Could you copy out every line of the items below word for word, leaving out the pictures?

** start INFORMATION SUPPLIED **

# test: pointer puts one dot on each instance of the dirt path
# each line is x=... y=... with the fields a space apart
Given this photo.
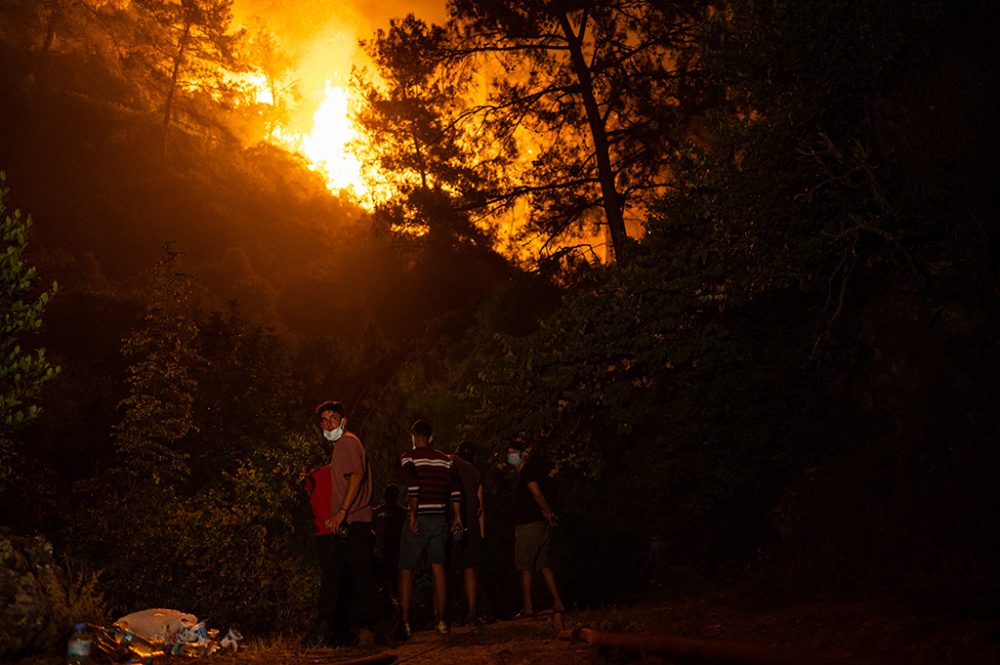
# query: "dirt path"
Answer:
x=852 y=633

** end INFORMATION SUPPLIED **

SOLUTION TO THE EXERCISE:
# test: pointer puts one dot on each instance of the dirt path
# each line is x=... y=... with the fields a space apart
Given this photo.
# query: "dirt path"
Answer:
x=852 y=633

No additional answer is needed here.